◆ **Aim**:
Answer from the blog entries below:
(a) On what date was the entry with the gift list posted?
(b) What clothing size does the writer usually wear?
(c) Which movie does the writer call their favorite?

Tuesday, March 31, 2015

in other news i'm switching from lexapro (escitalopram) to sertraline because after being on those meds for 6+ months they still felt ineffective and like i was getting worse rather than better. hopefully the new meds help
a lot of things make me angry but one thing i've noticed makes me extra angry is islamaphobia because it directly affects some of the most important people to me, and the constant presence of it, and how normalised it is, never fails to sicken me.

Thursday, February 26, 2015

SO FIRST OF ALL I WOULD LIKE TO SAY THAT IT IS ENTIRELY MY FAULT THIS LIST IS SO LATE AND IF YOU DONT HAVE THE GIFT ON THE DAY THAT IS TOTALLY FINE and i am totally willing to wait if it means awesome present

(last year's list for comparison lmao)

i like

- anything purple or watermelon
- i also like colourful/rainbow stuff

- probably could do with some more purple lipstick tbh

- black over the knee socks
- knee high socks in general
- i'm usually around a size 14-16 for clothes and for shoes

fictional char obsessions are atm
- hitsugaya toshiro
- hanekawa tsubasa
- dave strider
- roxy lalonde
also always steve rogers. captain america the winter soldier is my fav movie. someone get me the poster.

◆ **Raw data**:

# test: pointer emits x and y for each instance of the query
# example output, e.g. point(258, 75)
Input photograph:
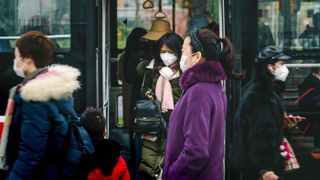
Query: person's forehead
point(280, 62)
point(187, 42)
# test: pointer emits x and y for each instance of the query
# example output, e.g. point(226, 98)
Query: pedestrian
point(164, 84)
point(128, 61)
point(145, 68)
point(195, 143)
point(107, 163)
point(38, 128)
point(259, 121)
point(309, 100)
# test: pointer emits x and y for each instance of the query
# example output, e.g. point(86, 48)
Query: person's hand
point(149, 95)
point(269, 175)
point(291, 121)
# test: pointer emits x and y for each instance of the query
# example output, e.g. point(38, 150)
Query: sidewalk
point(302, 146)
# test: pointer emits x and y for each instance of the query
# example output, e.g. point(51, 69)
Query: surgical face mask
point(183, 65)
point(168, 58)
point(19, 71)
point(281, 73)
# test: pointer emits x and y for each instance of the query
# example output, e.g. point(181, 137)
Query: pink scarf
point(5, 131)
point(164, 90)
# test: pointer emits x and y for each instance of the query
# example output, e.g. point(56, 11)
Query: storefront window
point(51, 17)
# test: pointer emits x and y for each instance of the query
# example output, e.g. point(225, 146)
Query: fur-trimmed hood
point(59, 82)
point(210, 71)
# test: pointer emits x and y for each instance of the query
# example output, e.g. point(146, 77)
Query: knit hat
point(159, 28)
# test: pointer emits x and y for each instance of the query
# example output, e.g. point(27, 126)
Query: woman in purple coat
point(195, 143)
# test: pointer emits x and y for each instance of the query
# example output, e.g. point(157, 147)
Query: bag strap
point(303, 95)
point(143, 81)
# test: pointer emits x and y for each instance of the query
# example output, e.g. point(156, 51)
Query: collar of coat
point(59, 82)
point(209, 71)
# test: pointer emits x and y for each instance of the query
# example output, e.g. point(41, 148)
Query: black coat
point(310, 100)
point(258, 130)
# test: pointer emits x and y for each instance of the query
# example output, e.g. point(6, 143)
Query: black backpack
point(78, 149)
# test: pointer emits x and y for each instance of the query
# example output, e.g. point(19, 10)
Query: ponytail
point(211, 50)
point(228, 58)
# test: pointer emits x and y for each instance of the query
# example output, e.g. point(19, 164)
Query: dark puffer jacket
point(38, 130)
point(258, 129)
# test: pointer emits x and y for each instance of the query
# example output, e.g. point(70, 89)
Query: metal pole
point(173, 15)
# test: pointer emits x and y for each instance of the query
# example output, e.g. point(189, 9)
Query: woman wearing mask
point(195, 144)
point(259, 122)
point(163, 82)
point(33, 141)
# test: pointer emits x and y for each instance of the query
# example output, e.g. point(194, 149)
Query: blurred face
point(275, 66)
point(279, 70)
point(20, 62)
point(191, 58)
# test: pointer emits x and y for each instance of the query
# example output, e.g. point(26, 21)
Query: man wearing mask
point(259, 122)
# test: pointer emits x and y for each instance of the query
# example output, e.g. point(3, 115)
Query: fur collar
point(210, 71)
point(59, 82)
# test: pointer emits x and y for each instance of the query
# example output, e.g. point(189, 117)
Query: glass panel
point(289, 24)
point(131, 14)
point(51, 17)
point(120, 121)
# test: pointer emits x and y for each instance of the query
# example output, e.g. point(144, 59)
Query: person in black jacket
point(259, 119)
point(309, 100)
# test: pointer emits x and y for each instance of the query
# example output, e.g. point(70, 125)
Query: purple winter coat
point(195, 143)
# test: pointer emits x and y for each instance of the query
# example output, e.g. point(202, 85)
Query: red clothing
point(120, 172)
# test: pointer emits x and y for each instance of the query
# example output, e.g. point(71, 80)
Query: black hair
point(316, 18)
point(94, 122)
point(315, 69)
point(37, 46)
point(211, 45)
point(132, 43)
point(174, 42)
point(107, 155)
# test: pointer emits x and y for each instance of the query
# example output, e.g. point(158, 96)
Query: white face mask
point(183, 65)
point(281, 73)
point(168, 58)
point(19, 71)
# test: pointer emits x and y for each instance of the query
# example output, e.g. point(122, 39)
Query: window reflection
point(51, 17)
point(290, 24)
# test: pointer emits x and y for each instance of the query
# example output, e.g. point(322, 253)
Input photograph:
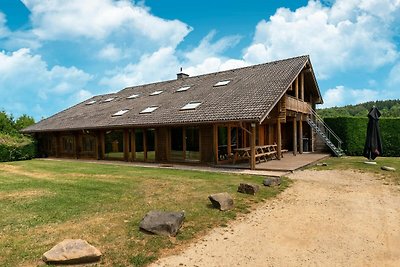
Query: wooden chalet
point(243, 115)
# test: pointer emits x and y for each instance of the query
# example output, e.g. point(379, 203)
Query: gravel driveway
point(327, 218)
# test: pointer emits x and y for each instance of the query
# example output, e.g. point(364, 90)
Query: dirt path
point(327, 218)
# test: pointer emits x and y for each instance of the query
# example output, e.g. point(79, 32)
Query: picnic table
point(266, 152)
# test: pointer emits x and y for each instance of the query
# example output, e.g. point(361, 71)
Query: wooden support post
point(301, 135)
point(133, 145)
point(215, 143)
point(125, 144)
point(144, 145)
point(102, 145)
point(294, 136)
point(270, 134)
point(96, 145)
point(302, 86)
point(184, 143)
point(229, 141)
point(279, 138)
point(76, 143)
point(253, 147)
point(58, 145)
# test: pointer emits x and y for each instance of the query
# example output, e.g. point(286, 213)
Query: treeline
point(13, 144)
point(388, 108)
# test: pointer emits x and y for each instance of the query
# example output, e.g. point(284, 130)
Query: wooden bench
point(265, 153)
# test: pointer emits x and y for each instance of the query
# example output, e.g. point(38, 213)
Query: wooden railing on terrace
point(297, 105)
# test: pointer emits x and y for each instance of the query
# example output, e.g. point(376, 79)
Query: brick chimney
point(181, 75)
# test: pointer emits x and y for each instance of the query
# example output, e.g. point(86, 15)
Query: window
point(156, 93)
point(149, 109)
point(132, 96)
point(222, 83)
point(182, 89)
point(91, 102)
point(191, 105)
point(109, 99)
point(120, 113)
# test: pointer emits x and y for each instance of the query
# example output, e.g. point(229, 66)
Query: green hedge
point(14, 148)
point(353, 131)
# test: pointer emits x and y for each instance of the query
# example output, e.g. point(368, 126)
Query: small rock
point(386, 168)
point(272, 181)
point(248, 189)
point(72, 251)
point(162, 223)
point(221, 201)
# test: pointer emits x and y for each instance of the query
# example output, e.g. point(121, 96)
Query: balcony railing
point(297, 105)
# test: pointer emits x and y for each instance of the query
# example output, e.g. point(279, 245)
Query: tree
point(6, 123)
point(23, 122)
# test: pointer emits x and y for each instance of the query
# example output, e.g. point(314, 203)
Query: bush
point(14, 148)
point(353, 131)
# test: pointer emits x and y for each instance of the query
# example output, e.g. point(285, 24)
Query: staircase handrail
point(320, 120)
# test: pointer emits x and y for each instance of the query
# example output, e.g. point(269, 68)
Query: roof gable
point(249, 96)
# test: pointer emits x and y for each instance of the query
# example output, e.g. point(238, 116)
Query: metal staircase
point(327, 135)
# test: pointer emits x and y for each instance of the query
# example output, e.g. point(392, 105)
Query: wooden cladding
point(294, 104)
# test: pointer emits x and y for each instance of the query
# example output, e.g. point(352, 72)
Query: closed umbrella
point(373, 143)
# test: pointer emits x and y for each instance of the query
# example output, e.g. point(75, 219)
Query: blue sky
point(54, 54)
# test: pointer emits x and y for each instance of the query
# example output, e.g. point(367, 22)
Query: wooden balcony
point(297, 105)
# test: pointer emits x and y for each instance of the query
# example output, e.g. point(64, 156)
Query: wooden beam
point(229, 141)
point(184, 143)
point(144, 145)
point(102, 145)
point(253, 147)
point(301, 135)
point(133, 145)
point(125, 144)
point(294, 137)
point(215, 143)
point(279, 139)
point(302, 86)
point(270, 134)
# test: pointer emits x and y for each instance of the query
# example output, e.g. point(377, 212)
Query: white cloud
point(27, 82)
point(160, 65)
point(340, 96)
point(110, 52)
point(350, 34)
point(3, 28)
point(394, 76)
point(207, 48)
point(100, 19)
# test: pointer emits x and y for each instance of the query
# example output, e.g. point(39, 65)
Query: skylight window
point(120, 113)
point(149, 109)
point(191, 105)
point(222, 83)
point(91, 102)
point(182, 89)
point(132, 96)
point(156, 93)
point(109, 99)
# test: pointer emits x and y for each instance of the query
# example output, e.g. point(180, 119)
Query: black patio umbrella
point(373, 143)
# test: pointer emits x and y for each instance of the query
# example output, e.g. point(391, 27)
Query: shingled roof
point(249, 96)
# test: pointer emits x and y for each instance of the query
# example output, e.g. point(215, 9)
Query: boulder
point(221, 201)
point(386, 168)
point(250, 189)
point(272, 181)
point(162, 223)
point(72, 251)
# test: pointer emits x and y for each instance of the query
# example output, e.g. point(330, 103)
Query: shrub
point(353, 131)
point(16, 148)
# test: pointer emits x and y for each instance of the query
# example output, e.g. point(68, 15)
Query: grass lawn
point(44, 202)
point(357, 163)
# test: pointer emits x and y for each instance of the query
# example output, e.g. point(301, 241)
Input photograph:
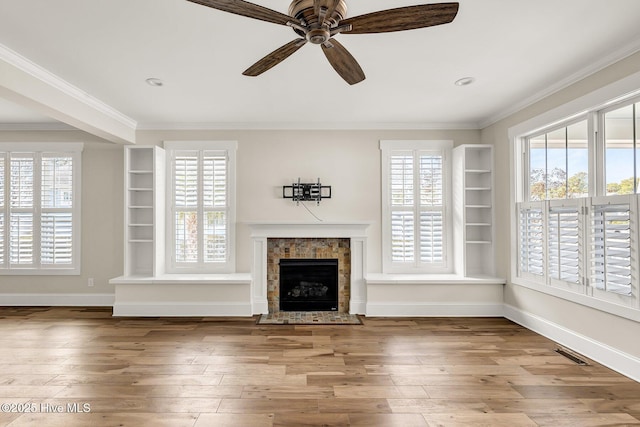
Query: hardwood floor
point(59, 362)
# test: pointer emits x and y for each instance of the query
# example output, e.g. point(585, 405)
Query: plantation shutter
point(417, 208)
point(402, 208)
point(201, 207)
point(564, 237)
point(56, 219)
point(186, 206)
point(611, 247)
point(531, 236)
point(431, 208)
point(215, 205)
point(21, 208)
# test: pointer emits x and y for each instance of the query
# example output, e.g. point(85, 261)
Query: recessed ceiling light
point(465, 81)
point(152, 81)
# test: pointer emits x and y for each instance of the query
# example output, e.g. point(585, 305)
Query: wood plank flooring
point(79, 367)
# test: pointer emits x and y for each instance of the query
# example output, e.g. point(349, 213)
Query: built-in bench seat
point(397, 295)
point(225, 294)
point(216, 278)
point(425, 279)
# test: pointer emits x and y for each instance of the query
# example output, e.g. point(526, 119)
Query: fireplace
point(308, 284)
point(272, 242)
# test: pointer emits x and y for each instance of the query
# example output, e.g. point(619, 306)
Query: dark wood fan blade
point(331, 9)
point(250, 10)
point(274, 58)
point(402, 18)
point(342, 61)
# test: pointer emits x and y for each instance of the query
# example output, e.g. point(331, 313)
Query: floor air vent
point(574, 357)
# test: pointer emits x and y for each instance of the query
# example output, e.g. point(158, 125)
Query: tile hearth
point(309, 318)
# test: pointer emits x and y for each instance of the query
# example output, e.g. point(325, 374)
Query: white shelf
point(144, 212)
point(473, 214)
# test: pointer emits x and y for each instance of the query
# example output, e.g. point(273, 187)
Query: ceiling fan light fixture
point(465, 81)
point(155, 82)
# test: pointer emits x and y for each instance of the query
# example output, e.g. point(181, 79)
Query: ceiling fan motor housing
point(317, 32)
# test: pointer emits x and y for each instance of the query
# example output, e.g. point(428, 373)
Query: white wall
point(593, 330)
point(102, 222)
point(348, 161)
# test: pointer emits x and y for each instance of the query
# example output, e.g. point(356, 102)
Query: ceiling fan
point(318, 21)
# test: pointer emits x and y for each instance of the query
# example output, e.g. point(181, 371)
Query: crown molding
point(604, 62)
point(41, 126)
point(305, 126)
point(44, 75)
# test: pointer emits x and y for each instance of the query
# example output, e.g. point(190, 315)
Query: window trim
point(230, 148)
point(623, 90)
point(388, 147)
point(74, 149)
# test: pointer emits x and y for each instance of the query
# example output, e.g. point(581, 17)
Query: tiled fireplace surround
point(272, 241)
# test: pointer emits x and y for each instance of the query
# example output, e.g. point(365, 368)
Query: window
point(40, 208)
point(415, 193)
point(576, 204)
point(201, 217)
point(559, 163)
point(621, 145)
point(613, 238)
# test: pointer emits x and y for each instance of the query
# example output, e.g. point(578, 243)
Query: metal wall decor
point(304, 192)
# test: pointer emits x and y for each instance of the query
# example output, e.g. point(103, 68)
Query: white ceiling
point(517, 50)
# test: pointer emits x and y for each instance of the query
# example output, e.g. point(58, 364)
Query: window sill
point(430, 279)
point(205, 279)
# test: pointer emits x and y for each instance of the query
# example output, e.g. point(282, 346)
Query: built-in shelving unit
point(473, 213)
point(144, 214)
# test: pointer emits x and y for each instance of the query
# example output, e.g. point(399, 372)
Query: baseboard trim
point(610, 357)
point(57, 300)
point(434, 310)
point(181, 310)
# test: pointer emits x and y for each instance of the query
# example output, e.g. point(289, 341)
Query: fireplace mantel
point(355, 231)
point(308, 229)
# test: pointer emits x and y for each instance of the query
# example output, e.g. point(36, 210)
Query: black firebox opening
point(308, 284)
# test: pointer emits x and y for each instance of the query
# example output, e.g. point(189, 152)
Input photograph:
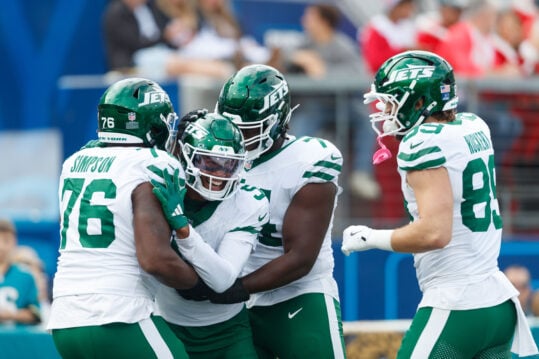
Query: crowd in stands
point(160, 38)
point(24, 293)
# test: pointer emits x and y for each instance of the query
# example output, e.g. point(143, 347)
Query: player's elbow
point(437, 239)
point(222, 285)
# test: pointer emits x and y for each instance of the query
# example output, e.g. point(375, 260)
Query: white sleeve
point(218, 269)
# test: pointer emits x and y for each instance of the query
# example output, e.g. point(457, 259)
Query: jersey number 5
point(88, 212)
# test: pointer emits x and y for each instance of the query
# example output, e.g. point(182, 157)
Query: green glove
point(93, 143)
point(171, 195)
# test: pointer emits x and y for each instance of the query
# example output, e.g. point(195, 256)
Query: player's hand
point(93, 143)
point(356, 238)
point(199, 292)
point(191, 116)
point(235, 294)
point(171, 195)
point(361, 238)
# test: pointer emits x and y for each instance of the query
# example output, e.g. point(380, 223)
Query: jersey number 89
point(474, 196)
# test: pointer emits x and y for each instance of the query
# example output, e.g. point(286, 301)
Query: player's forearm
point(421, 236)
point(277, 273)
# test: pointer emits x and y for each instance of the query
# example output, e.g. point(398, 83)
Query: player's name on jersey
point(477, 142)
point(92, 164)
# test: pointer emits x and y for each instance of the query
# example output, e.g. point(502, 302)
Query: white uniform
point(280, 175)
point(99, 279)
point(229, 229)
point(467, 267)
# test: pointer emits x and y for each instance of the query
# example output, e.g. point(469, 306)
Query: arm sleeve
point(217, 269)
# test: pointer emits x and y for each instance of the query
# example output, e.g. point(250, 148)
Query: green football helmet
point(257, 99)
point(399, 85)
point(134, 111)
point(212, 155)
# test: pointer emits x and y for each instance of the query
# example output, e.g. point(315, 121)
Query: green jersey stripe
point(329, 164)
point(321, 175)
point(416, 155)
point(249, 229)
point(425, 165)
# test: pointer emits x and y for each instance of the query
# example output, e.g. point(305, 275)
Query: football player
point(229, 217)
point(293, 298)
point(114, 236)
point(469, 309)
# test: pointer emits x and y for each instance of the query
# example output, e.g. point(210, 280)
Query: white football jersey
point(230, 228)
point(464, 148)
point(97, 245)
point(280, 175)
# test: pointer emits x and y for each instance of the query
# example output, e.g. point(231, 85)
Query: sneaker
point(364, 185)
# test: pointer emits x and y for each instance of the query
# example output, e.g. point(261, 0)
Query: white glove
point(362, 238)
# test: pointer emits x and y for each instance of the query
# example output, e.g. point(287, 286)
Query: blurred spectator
point(508, 36)
point(473, 37)
point(389, 33)
point(328, 53)
point(27, 257)
point(209, 42)
point(128, 26)
point(520, 277)
point(432, 26)
point(535, 304)
point(19, 302)
point(220, 37)
point(183, 24)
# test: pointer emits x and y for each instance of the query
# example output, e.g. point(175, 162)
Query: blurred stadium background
point(52, 65)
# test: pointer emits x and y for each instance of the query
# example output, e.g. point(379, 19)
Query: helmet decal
point(212, 155)
point(134, 111)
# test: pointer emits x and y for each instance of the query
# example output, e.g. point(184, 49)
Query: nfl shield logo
point(445, 90)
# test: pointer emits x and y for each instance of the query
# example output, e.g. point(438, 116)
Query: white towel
point(523, 342)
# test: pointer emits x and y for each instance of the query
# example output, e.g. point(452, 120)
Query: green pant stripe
point(155, 339)
point(474, 333)
point(431, 333)
point(335, 326)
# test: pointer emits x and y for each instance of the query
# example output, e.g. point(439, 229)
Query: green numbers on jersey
point(258, 194)
point(433, 128)
point(478, 195)
point(88, 212)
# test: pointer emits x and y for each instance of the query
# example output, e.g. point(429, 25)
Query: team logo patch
point(131, 125)
point(445, 90)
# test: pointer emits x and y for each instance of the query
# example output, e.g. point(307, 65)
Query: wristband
point(381, 238)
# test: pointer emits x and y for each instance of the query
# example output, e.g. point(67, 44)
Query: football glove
point(362, 238)
point(235, 294)
point(189, 117)
point(171, 195)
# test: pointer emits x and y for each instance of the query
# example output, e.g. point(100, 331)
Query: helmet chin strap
point(382, 154)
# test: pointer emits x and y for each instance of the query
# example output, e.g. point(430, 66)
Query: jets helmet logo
point(274, 97)
point(154, 97)
point(410, 73)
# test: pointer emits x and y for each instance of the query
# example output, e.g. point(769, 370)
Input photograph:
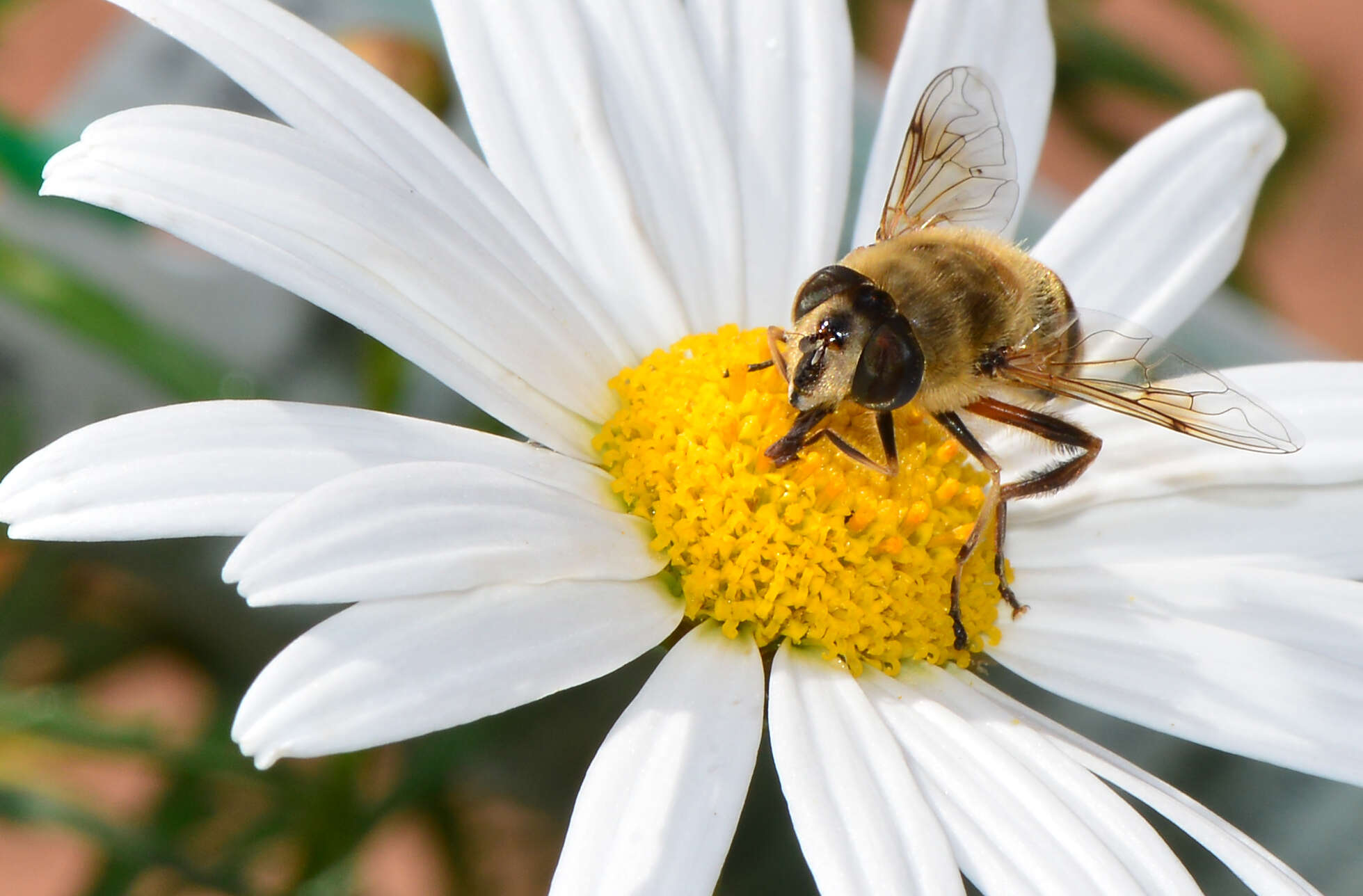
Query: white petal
point(1287, 527)
point(390, 670)
point(659, 805)
point(1206, 653)
point(1164, 225)
point(413, 529)
point(1323, 400)
point(322, 89)
point(1007, 38)
point(781, 74)
point(858, 812)
point(355, 244)
point(221, 467)
point(598, 118)
point(1254, 865)
point(1156, 494)
point(1037, 831)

◆ **Correct response**:
(a) Thursday, February 26, 2015
(b) Around a size 14-16
(c) Captain America: The Winter Soldier